▸ **CHALLENGE**:
Output every line of the records below as a Markdown table with the columns "n" and "Line", where "n" holds the row number and "Line" holds the text of that line. Leave out blank lines.

[Point placement records]
━━━
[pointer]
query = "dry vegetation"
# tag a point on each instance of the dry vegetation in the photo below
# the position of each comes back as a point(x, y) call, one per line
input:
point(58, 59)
━━━
▸ **RESULT**:
| n | Line |
|---|---|
| 1 | [pointer] |
| 2 | query = "dry vegetation" |
| 3 | # tag a point on each instance of the dry vegetation in the photo below |
| 4 | # the position of each comes back as a point(x, y) call, one per line |
| 5 | input: |
| 6 | point(58, 59) |